_Document extract_:
|---|

Let’s hope for sunny skies ahead!

When we had that recent brush with tornadoes I might not have known exactly what to do, but I knew one thing we couldn’t do: take shelter in the basement. Because it turns out we don’t even have a basement.

You may be confused given that I wrote about how most of the boxes we’d moved from the garage were stacked in the basement and discussed in detail the challenges we had painting the basement. With all that basement talk, you’d think we had a basement or something. Hell, even the listing said the house had a basement. Truth is, I was dubious all along.

“That is not a basement,” I told Tara the first time we looked at it.
“Of course it’s a basement,” she replied. “What else would it be?”
“Some other room masquerading as a basement,” I said. “It’s a fakement!”

My idea of a basement is a room that is at least partially underground. Which ours is. But it’s got a sliding glass door that opens to the ground-level backyard patio. Tara called it a daylight basement. I called bullshit. A basement should at least be dark, right? And preferably a little creepy. I started referring to it as a family room since that’s how it’s labeled on the breaker box.

Then Tara backpedaled and said it was actually a walkout basement.

So, we turned to Google for confirmation. I thought I’d hit pay dirt when the first site I found said a room with a sliding glass door would not be considered a basement, but before I could do a rare victory dance, I found seven other sites that said basements can most certainly have sliding glass doors. They’re called walkout basements (uh-oh) and are common features in raised ranch homes (ours) built on slopes (ours).

Oh, the shame in once again being proven wrong by my wife. What can I say? You win a few, you lose a helluva lot more.

OK, fine. I retract my original statement, but also, we were both sort of right. We have a family room in our basement. You’ll have to pry that technicality from my cold, dead hands. It still doesn’t feel like my idea of a basement because it is neither dark nor creepy and won’t offer a whole lot of protection from a tornado. We’ll probably be sucked right out the sliding glass door.

Guess we’d better hope for sunny skies ahead.

Speaking of sunny skies ahead, our forecast calls for sunny skies ahead. And warmth. Like, 80° warmth. WTF? Didn’t we just have a foot of snow on the ground?? Wuh-Scahnsin, you cray-cray.

It was an awfully nice weekend though. Saturday, we hit IKEA for the first time in years. Only because we haven’t lived within an easy drive of an IKEA in years. Now there’s one an hour away, in Milwaukee. Well, technically Oak Creek, but it’s immediately south of Milwaukee, so: close enough.

Tara had a list, but of course, that simply served as a starting point. We emerged two hours later some $900 poorer, but also less hungry thanks to a lunch of Swedish meatballs. Because, when you visit IKEA, ya just gotta. My mom was incredulous when I told her how much we spent, and while IKEA is generally reasonably priced, we picked up a lot of stuff for the house, including a desk for the home office, more shelves for our extensive record collection, and bedding.

|---|

_Information provided_:

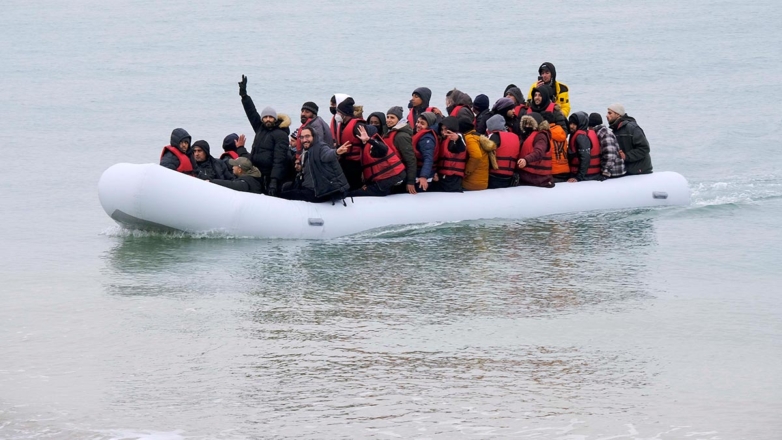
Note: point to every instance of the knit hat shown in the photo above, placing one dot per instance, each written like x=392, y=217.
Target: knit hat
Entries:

|---|

_Work to be completed_: Carry on the basement blog post, starting after its final sentence. The listing was taken from a different source than the text above it.

_Result for this exercise_:
The drive was enjoyable because it mostly took us down rural two-lane country roads through small towns we’d never heard of. Like Eagle, WI, which delighted us with a smiley face water tower and the most Wisconsin sign ever.

Besides, as a wise man once said, “There’s nothing on the interstate, but interstate.”

Gold star to the first person who can correctly identify that movie. Two gold stars if you tell me his name.

Sunday was much less expensive (but only because Target was closed, which Tara learned the hard way). Heathens that we are, it’s hard to gauge which businesses are open and which are closed on Easter. Her trip to Janesville wasn’t a total bust because Home Depot was doing business with our type.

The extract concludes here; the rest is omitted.